[Start]
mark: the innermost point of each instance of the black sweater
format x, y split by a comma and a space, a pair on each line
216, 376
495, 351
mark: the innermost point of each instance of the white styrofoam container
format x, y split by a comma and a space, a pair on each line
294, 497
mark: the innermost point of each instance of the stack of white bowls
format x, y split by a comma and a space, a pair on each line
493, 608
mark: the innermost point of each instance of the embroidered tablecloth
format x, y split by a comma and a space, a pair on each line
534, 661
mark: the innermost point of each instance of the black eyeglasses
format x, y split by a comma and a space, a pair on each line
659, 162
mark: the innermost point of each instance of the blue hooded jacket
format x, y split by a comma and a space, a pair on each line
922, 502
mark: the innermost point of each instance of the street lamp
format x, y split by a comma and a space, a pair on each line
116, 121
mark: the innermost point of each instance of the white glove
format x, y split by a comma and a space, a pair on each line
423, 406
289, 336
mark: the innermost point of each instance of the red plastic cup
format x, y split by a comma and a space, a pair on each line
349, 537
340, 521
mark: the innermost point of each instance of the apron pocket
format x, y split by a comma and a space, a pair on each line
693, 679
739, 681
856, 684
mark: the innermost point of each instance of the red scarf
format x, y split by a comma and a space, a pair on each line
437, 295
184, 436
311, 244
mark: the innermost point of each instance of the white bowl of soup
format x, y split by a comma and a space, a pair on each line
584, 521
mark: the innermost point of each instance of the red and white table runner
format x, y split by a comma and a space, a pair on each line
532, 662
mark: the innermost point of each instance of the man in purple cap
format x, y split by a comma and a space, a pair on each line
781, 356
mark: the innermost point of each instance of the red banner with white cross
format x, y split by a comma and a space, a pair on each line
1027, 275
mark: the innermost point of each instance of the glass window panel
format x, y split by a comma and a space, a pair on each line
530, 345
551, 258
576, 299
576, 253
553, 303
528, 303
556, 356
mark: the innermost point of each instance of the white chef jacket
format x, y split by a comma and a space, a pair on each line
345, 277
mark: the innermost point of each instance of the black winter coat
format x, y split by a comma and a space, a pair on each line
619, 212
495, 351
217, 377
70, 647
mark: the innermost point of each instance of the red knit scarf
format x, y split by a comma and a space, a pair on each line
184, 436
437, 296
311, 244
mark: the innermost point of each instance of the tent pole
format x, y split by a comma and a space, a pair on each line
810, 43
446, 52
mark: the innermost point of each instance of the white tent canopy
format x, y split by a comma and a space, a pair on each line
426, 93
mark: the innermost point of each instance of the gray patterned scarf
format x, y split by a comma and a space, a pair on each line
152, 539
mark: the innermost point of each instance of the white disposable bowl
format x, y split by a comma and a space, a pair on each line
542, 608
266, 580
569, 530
[End]
§ Stated exercise:
Using the data above, repeat every line exactly.

§ Task output:
mark: the innermost point of each instance of the black sweater
format x, y split by a comma and a space, a pair on each line
216, 376
495, 351
mark: the innermost point of each instance of the white styrofoam container
format x, y split by a comma and a space, a pair on each line
294, 497
mark: the innermost point of each instance of the stack of white bowls
format x, y split by a comma and a space, a pair on each line
493, 608
mark: the innermost point of each instance of the embroidered tablecloth
format x, y split by a comma and a space, a pair on each line
534, 661
mark: the innermost point of each instance of the black eyeglasses
format x, y split by a comma and a space, a pair on each line
659, 162
mark: the innermost point of each instance of the blue hooded jacket
format x, y split by a comma and a space, a pair on each line
922, 502
mark: the innermost point of each instance of the street lamp
format x, y split by a comma and a space, a pair on each line
116, 121
mark: the innermost point of each instance of the white glove
format x, y split by a comma and a space, a pair on each line
423, 406
289, 336
mark: the innermost point of each instance of the red plastic cup
format x, y split by a comma and a space, a pair on each line
349, 537
340, 521
mark: the innermost point of each instance of the apron pocket
format x, y split by a comma and a space, a pair on each line
693, 679
739, 681
856, 684
mark: the innermost point of each instance of the red scarf
format x, y split by a comma and a space, a pair on each line
437, 295
184, 436
311, 244
mark: the innermost point of each instance of the white bowl of soup
format x, y split by a comma and a space, a pair on each line
584, 521
mark: the innermost point of each instance of the red and white table runner
format x, y split by a comma and a space, a pair on each line
532, 662
mark: the innermost point of each instance of the man in purple cap
format x, y split by a comma and a space, a pair on each line
781, 356
mark: the innermost point of each instance of the red banner with white cross
format x, y split by a comma and a space, a pair on each line
1027, 275
mark: the innermost point of each instance of the glass window panel
format x, y split by a comma and a space, a pair on each line
530, 345
551, 258
576, 299
576, 253
553, 303
528, 303
556, 356
mark: the innermost point of each instance of the white chef jacket
format x, y split by a comma and a space, a pair on each line
345, 277
mark: the innermost point of each instance of the black winter coat
format x, y split by a comma and a space, a pair on each line
619, 212
495, 351
217, 377
70, 647
mark: the innermost point of each instance of the red knit scarf
format x, y split by a comma and a space, a pair on each line
184, 436
437, 296
311, 244
mark: the innermost point of each instance of the tent pole
format x, y split by a comma and a space, a pair on each line
810, 43
446, 52
mark: the innermost point of each instance of the white tent canopy
format x, y split by a comma and a space, a pair on each line
426, 93
mark: the innermost point of each instance of the gray patterned scarf
format x, y split by a comma and a space, a pair on each line
152, 539
mark: the innermost point of each instance of the white disposable bowl
format x, y split by a comma and a space, a pair on each line
542, 608
266, 580
569, 530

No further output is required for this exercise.